EXTRACTED TEXT below:

Registered Dietitian and food writer from Stirlist, Amber, came out to my feedlot recently and shared one of my favorite meatball recipes on her blog. I was able to show her the feedlots, explain how we take care of our cattle, why we use vaccines and how many hormones are in beef vs. other foods (hint: see picture of M&M jars below!).
Most people end up getting out of Dodge, but last month I found myself spending the day in Dodge, Nebraska. I traveled to Dodge with my mini me (Kristen- my intern) and we had the opportunity to visit with Joan Ruskamp, a cattle feeder and farmer. I was really looking forward to spending the day with Joan so that I could see firsthand what a day in her life looks like. Joan grew up in Grand Island, NE and is a graduate of Nebraska School of Technical Agriculture at Curtis in Veterinary Technology. Her role on the farm may have changed over the years, but she stays busy with bookwork, doctoring, processing and other duties around the farm. Joan enjoys being a CommonGround volunteer because it has given her the opportunity to chat with people who might not understand what life is like as a farmer and cattle feeder. Thanks to recent marketing campaigns by brands such as Chipotle, many consumers have questioned her farming practices. However, Joan loves to answer questions and she definitely helped shed some light on a few of the tough subjects she’s had to address the past few years. I think the biggest myths about cattle feeding is that the cows are crowded, “shot up” with hormones, given unnecessary antibiotics, and that the farmers mistreat the animals. What I saw on Joan’s farm that day was the complete opposite. I was surprised to see how much room the cattle had and I was really impressed with Joan’s knowledge about feeding, managing disease, and hormones. She also gave up some very valuable time to answer all my questions, which was very much appreciated. The photo below is the view from Joan’s front door. Do you think this looks like a factory farm?

End of EXTRACTED TEXT.
MATERIAL SHOWN below:

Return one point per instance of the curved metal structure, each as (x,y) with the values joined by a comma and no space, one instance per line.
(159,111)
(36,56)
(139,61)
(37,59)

End of MATERIAL SHOWN.

§ LIST OF TASKS
A) Rewrite the paragraph of the cattle-feeding blog post that begins "Registered Dietitian and food writer" as a short bulleted list that keeps its main facts.
B) Answer these questions from the cattle-feeding blog post, one per line:
(i) Where did Joan Ruskamp grow up?
(ii) Whom did the writer travel to Dodge with?
(iii) What comparison did the writer explain to Amber, using a picture of M&M jars?
C) Continue the cattle-feeding blog post from its last sentence.

§ ANSWER SET
A)
- Amber, a Registered Dietitian and food writer from Stirlist, recently visited the writer's feedlot.
- She shared one of the writer's favorite meatball recipes on her blog.
- The writer showed her the feedlots and explained how the cattle are cared for and why vaccines are used.
- The writer also explained how many hormones are in beef compared with other foods, illustrated with a picture of M&M jars.

B)
(i) Grand Island, NE.
(ii) Kristen, the writer's intern.
(iii) How many hormones are in beef compared with other foods.

C)
It’s not quite a “factory farm,” is it? Joan prefers the term, “family farm” because the land was passed down by her husband’s family. In fact, all five of her children have helped around the farm over the years. I was really surprised to see how spread out the cattle were. I realize that I am not an expert in cattle, but I saw no signs of the cattle looking uncomfortable or crowded.
One of the most popular questions that Joan receives is about the amount of estrogen in beef. To help better illustrate the amount of estrogen in beef, Joan created a great visual teaching tool using jars of chocolate candies. The amount of candy represents the amount of estrogen present in eggs, peas, potatoes, and beef. I wasn’t able to capture the labels in this photo below, but the jar starting from the left represents 1 egg, then 1/2 cup peas, 1/2 cup potato, and then 1/4 pound of beef. Each candy represents 1 nanogram of estrogen, which is 1 billionth of a gram. (That’s a pretty small amount!)
1 egg = 993 nanograms of estrogen
1/2 cup peas:452 nanograms of estrogen
1/2 cup potatoes: 300 nanograms of estrogen
1/4 lb Beef: 1.7 nanograms of estrogen
So what do cows eat? You might have heard something about “grass fed” vs. “grain fed.” I think it’s important to mention that all cattle start out on grass, so you could say that all cattle is grass fed. However, “grass fed” implies that that cattle are not finished on the grain you see pictured below. The way Joan explained it to me is that the diet of grain and other nutrients better supports what the cattle are bred for and helps build muscle. The cows strictly fed grass their whole lives will not develop like those that are finished on grain. Joan said that one is not necessarily better or worse, but there is a difference in taste, quality, and price. If you want to eat beef that has only been fed grass it’s whole life, you can expect to pay more for it. The Ruskamps finish their cattle on a diet that consists of grain and other nutrients, and their diet is carefully monitored each day.
As far as antibiotic use, Joan says that they only use antibiotics when they need to treat a sick animal. The inhumane thing would be to not give the animal medicine to improve. It was also interesting to learn how treatments have changed over the years. They can give one treatment that can last 10 days, compared to many years ago farmers were giving higher doses for longer periods of time. Also, antibiotics are only administered in the neck region and not other areas of the body. Fascinating!
Read the rest of Amber’s blog here. Now, enjoy this recipe!
2 pounds lean ground beef (I recommend 93-95% lean)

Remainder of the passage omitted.